Le parlement turc a approuvé l’adhésion de la Suède à l’OTAN le 23 janvier. Pour certains, cet événement était prévisible, et d’autres, se référant à la position de forces politiques turques marginales (comme le leader du « Parti des travailleurs » Doğu Perinçek ou le parti communiste local) ont gardé l’espoir d’une position intransigeante de la Turquie sur la question suédoise. Toutefois, les espoirs de ces derniers ne devaient pas se concrétiser en raison de la diplomatie traditionnelle de la Turquie, dont la sécurité stratégique est liée aux États-Unis et à l’OTAN.
À cet effet, le porte-parole du président russe, Dmitri Peskov, aurait prévenu que l’adhésion de la Finlande et de la Suède au bloc de l’OTAN n’avait pas de raison d’être, compte tenu des menaces fantaisistes attribuées la Russie. Leur adhésion à l’Alliance de l’Atlantique Nord aura des conséquences négatives, car elle forcera Moscou à prendre des mesures adéquates pour assurer la sécurité militaire dans la direction nord-ouest. Qu’est-ce que cela signifie concrètement ? Le président de la Fédération de Russie, Vladimir Poutine, a déclaré très clairement que nous serons obligés de renforcer le district militaire de Leningrad et la flotte du Nord. Dans ce contexte, la livraison par la Russie d’une composante nucléaire (en particulier, le complexe opérationnel-tactique Iskander-M avec des ogives nucléaires) à la Biélorussie, pays ami, devrait également être prise en compte.
Par conséquent, les affirmations spéculatives selon lesquelles le prétendu partenariat turco-russe serait à l’origine de l’attitude négative de la Turquie et de la Hongrie amie à propos de l’adhésion de la Suède à l’OTAN étaient intenables dès le départ. Moscou n’est pas naïve et comprend parfaitement les intrigues diplomatiques d’Ankara et de Budapest sur cette question.

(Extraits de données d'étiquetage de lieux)

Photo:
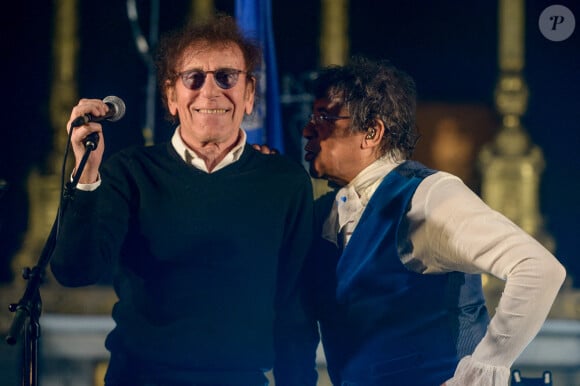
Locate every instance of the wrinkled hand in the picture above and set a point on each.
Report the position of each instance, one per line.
(97, 108)
(264, 149)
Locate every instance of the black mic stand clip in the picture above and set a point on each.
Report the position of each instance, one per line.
(28, 310)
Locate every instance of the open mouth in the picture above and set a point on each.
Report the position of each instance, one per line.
(212, 111)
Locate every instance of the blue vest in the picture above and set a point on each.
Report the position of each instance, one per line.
(380, 323)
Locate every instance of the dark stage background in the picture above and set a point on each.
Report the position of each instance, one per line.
(449, 47)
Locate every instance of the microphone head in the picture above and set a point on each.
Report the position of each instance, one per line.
(117, 106)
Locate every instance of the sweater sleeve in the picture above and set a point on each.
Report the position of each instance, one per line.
(295, 342)
(456, 231)
(91, 231)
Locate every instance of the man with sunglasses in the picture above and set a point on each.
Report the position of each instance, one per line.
(205, 235)
(395, 275)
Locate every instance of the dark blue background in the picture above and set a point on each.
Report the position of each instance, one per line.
(449, 47)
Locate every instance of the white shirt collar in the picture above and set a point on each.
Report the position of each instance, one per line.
(190, 157)
(352, 199)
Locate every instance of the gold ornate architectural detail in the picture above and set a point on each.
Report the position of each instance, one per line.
(334, 42)
(44, 182)
(511, 165)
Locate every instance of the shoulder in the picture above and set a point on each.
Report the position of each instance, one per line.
(277, 165)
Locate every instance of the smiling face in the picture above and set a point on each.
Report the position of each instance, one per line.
(334, 153)
(211, 114)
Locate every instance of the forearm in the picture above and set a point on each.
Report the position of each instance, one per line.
(75, 260)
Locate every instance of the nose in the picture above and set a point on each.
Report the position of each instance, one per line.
(209, 87)
(308, 130)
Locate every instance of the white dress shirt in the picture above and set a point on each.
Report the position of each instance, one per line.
(190, 157)
(452, 229)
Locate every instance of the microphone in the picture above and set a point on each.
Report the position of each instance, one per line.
(116, 111)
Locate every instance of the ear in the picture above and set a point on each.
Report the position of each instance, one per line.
(171, 98)
(374, 135)
(250, 95)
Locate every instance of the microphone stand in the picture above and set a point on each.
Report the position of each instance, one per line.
(27, 311)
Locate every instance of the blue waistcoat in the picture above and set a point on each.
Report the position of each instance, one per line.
(380, 323)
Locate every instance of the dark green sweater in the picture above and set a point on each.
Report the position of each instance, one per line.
(205, 266)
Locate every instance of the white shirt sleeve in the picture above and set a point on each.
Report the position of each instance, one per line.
(452, 229)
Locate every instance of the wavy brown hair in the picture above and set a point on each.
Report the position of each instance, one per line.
(221, 30)
(373, 90)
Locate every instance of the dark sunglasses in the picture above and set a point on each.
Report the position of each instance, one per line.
(225, 78)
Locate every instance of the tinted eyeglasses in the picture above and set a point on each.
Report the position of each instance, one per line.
(225, 78)
(320, 118)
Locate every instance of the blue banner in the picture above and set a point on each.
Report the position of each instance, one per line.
(264, 125)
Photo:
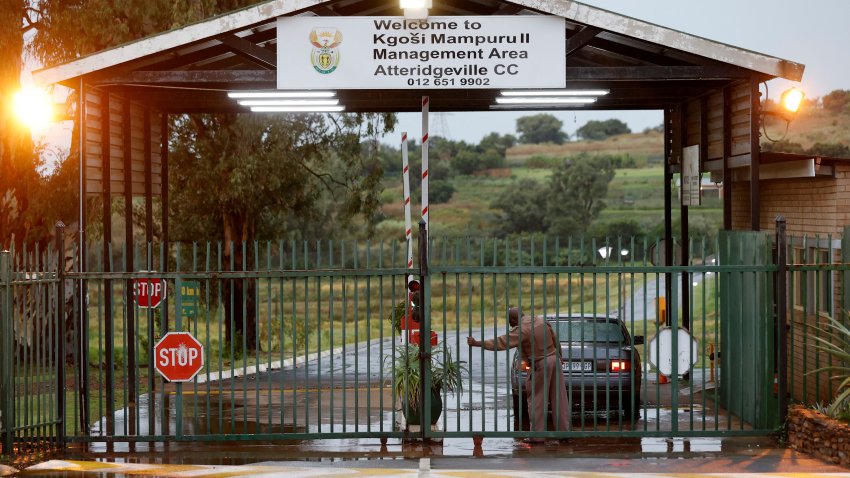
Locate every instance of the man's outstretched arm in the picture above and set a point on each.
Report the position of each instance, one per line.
(502, 342)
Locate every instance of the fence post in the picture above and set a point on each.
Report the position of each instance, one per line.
(424, 333)
(7, 392)
(782, 316)
(60, 334)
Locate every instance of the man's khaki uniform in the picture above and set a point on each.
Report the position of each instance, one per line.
(542, 351)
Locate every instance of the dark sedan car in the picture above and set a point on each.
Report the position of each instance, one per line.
(601, 366)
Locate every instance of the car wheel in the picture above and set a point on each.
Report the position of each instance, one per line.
(521, 420)
(631, 409)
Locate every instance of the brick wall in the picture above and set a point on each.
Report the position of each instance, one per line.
(819, 205)
(820, 436)
(811, 206)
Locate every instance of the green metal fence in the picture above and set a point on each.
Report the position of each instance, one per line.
(301, 339)
(31, 341)
(818, 274)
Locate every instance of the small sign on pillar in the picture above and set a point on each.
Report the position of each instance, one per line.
(690, 176)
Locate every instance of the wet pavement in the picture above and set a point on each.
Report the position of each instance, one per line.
(454, 457)
(345, 390)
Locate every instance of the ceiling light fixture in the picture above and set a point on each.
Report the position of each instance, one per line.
(280, 94)
(546, 100)
(264, 102)
(555, 92)
(297, 109)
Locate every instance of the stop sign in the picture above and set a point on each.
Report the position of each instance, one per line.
(149, 292)
(178, 356)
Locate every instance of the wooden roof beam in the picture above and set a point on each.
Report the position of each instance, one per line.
(581, 38)
(250, 51)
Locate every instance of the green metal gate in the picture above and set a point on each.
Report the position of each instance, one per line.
(305, 340)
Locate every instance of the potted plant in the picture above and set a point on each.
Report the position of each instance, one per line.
(834, 340)
(406, 379)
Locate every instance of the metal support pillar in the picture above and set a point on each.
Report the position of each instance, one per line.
(782, 317)
(755, 154)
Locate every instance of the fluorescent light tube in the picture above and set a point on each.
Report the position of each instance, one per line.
(538, 101)
(296, 109)
(289, 102)
(281, 94)
(555, 92)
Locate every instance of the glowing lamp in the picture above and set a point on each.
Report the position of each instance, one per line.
(33, 108)
(791, 100)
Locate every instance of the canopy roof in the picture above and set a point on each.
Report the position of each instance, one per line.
(645, 66)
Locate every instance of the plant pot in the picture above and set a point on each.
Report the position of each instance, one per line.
(411, 414)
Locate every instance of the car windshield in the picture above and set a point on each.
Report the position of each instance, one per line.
(588, 331)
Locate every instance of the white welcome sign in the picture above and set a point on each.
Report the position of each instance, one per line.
(439, 53)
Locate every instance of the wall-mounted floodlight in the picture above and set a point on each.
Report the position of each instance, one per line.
(33, 107)
(791, 100)
(415, 9)
(789, 105)
(525, 93)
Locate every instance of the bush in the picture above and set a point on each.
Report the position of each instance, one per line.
(539, 161)
(834, 339)
(440, 192)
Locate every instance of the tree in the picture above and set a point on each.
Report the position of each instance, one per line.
(496, 142)
(19, 181)
(521, 207)
(595, 130)
(575, 193)
(540, 128)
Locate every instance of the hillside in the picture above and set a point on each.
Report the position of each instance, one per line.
(633, 196)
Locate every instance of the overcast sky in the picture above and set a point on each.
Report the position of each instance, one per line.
(815, 33)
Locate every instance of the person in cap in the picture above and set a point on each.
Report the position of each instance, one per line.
(539, 347)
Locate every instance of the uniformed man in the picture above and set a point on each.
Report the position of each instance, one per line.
(540, 348)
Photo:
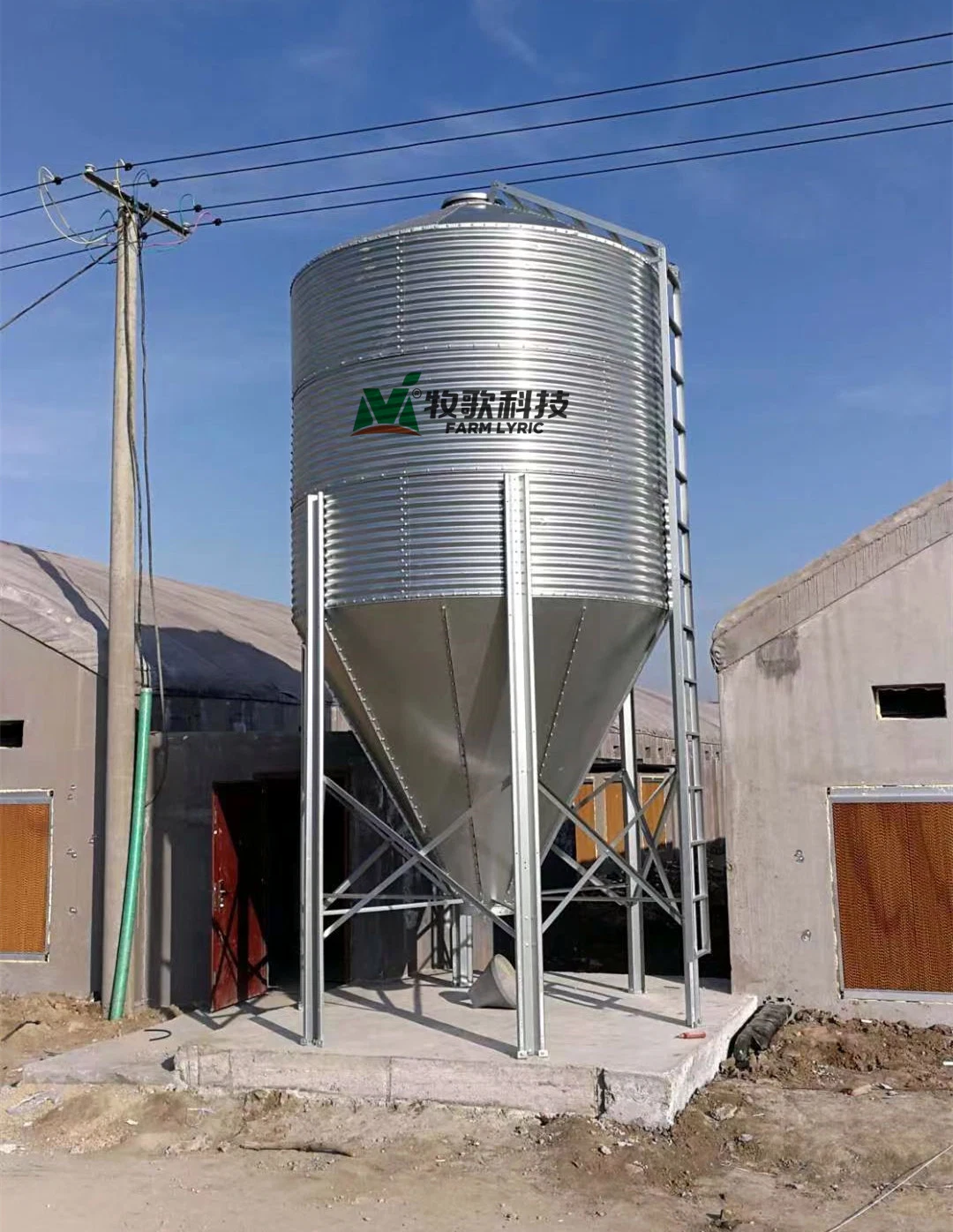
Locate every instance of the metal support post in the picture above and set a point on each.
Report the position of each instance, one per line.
(464, 943)
(313, 793)
(634, 938)
(529, 1038)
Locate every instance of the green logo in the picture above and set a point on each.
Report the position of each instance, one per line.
(394, 414)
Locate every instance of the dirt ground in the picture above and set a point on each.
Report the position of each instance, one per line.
(42, 1025)
(826, 1120)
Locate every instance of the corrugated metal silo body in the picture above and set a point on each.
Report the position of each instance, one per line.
(499, 302)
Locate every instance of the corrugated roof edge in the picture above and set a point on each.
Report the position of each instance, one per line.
(792, 600)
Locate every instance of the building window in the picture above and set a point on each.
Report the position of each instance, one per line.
(26, 820)
(11, 733)
(910, 702)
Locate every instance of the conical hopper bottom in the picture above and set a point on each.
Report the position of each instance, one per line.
(425, 687)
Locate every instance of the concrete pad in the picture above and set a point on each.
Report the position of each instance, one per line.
(548, 1089)
(653, 1101)
(610, 1051)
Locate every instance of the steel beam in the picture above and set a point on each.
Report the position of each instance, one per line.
(634, 936)
(311, 979)
(439, 876)
(610, 852)
(399, 871)
(529, 915)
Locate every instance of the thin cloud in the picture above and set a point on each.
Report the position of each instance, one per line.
(494, 20)
(897, 400)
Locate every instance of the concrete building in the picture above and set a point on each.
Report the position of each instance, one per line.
(837, 762)
(230, 674)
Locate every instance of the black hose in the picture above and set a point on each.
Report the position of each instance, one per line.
(760, 1030)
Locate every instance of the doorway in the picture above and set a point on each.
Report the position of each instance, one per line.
(256, 887)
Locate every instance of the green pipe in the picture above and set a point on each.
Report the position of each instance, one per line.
(134, 862)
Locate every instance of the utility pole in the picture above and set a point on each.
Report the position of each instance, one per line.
(121, 681)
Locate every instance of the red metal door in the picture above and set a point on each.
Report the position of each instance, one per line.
(239, 958)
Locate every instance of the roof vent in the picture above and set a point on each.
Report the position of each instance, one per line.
(466, 199)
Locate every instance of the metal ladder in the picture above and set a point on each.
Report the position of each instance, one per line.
(685, 662)
(696, 932)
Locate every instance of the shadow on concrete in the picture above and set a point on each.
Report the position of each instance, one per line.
(258, 1014)
(386, 1005)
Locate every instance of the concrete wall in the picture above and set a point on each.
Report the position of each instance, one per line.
(56, 700)
(798, 717)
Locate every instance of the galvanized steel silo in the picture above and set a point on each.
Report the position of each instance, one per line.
(429, 358)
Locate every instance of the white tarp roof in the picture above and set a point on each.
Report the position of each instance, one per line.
(214, 643)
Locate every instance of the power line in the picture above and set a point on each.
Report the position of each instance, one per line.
(519, 106)
(59, 286)
(542, 179)
(570, 158)
(529, 128)
(558, 124)
(537, 162)
(604, 170)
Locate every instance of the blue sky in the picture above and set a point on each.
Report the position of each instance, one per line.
(816, 281)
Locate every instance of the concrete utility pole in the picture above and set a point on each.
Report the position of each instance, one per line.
(121, 681)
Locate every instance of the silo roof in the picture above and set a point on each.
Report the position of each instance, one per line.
(788, 603)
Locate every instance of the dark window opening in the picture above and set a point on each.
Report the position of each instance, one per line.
(912, 702)
(11, 733)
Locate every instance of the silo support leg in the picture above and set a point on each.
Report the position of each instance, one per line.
(311, 974)
(634, 938)
(529, 1035)
(461, 943)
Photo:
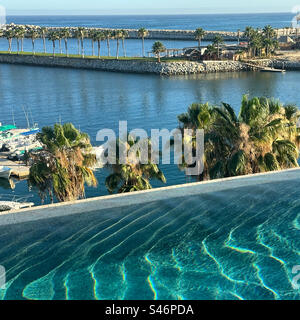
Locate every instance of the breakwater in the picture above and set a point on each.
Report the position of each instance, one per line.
(139, 66)
(129, 66)
(157, 34)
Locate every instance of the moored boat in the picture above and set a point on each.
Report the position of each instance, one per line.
(12, 205)
(5, 172)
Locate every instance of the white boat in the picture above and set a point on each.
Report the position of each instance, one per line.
(5, 172)
(12, 205)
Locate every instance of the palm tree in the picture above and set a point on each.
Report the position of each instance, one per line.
(92, 34)
(264, 137)
(248, 34)
(20, 35)
(60, 37)
(108, 35)
(53, 36)
(65, 165)
(43, 32)
(134, 175)
(218, 40)
(124, 35)
(143, 33)
(99, 36)
(117, 34)
(80, 34)
(211, 51)
(33, 34)
(157, 48)
(256, 42)
(269, 32)
(199, 34)
(9, 34)
(66, 34)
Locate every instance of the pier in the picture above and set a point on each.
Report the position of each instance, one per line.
(262, 68)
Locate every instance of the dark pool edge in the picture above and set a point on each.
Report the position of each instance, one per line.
(142, 197)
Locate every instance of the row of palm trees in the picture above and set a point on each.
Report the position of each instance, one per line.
(95, 35)
(263, 137)
(261, 40)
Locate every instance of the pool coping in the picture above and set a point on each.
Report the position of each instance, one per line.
(141, 197)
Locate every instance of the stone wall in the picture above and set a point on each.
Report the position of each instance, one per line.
(278, 64)
(131, 66)
(173, 34)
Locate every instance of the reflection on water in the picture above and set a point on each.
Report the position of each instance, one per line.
(93, 100)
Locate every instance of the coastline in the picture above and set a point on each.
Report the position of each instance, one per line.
(165, 34)
(145, 67)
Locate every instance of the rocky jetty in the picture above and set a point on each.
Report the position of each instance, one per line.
(162, 34)
(130, 65)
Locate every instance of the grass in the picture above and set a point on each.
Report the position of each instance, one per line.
(59, 55)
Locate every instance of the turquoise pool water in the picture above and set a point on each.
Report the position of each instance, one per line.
(235, 243)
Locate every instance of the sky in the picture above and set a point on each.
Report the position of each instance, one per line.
(145, 7)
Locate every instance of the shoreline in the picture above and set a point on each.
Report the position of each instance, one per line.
(147, 66)
(167, 34)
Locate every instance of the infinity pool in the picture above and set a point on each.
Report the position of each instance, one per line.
(230, 240)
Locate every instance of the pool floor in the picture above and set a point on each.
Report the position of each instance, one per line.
(240, 243)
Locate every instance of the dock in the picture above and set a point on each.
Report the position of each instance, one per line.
(19, 169)
(263, 69)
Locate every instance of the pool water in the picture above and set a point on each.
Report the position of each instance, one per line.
(236, 243)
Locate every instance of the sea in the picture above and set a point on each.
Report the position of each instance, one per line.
(94, 100)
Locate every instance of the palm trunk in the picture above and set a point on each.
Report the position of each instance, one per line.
(66, 46)
(9, 45)
(143, 44)
(123, 45)
(82, 48)
(44, 44)
(93, 48)
(108, 47)
(118, 44)
(60, 48)
(33, 49)
(99, 47)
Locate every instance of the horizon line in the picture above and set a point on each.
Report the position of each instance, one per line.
(140, 14)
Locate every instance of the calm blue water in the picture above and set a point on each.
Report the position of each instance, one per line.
(239, 243)
(94, 100)
(228, 22)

### TÂCHE À RÉALISER:
D'après l'extrait sur l'adhésion de la Suède à l'OTAN, pourquoi les espoirs d'une position intransigeante de la Turquie ne se sont-ils pas concrétisés ? Répondez en une à trois phrases, s'il vous plaît.

### RÉSULTAT:
Ces espoirs ne pouvaient pas se concrétiser en raison de la diplomatie traditionnelle de la Turquie. La sécurité stratégique du pays est en effet liée aux États-Unis et à l'OTAN.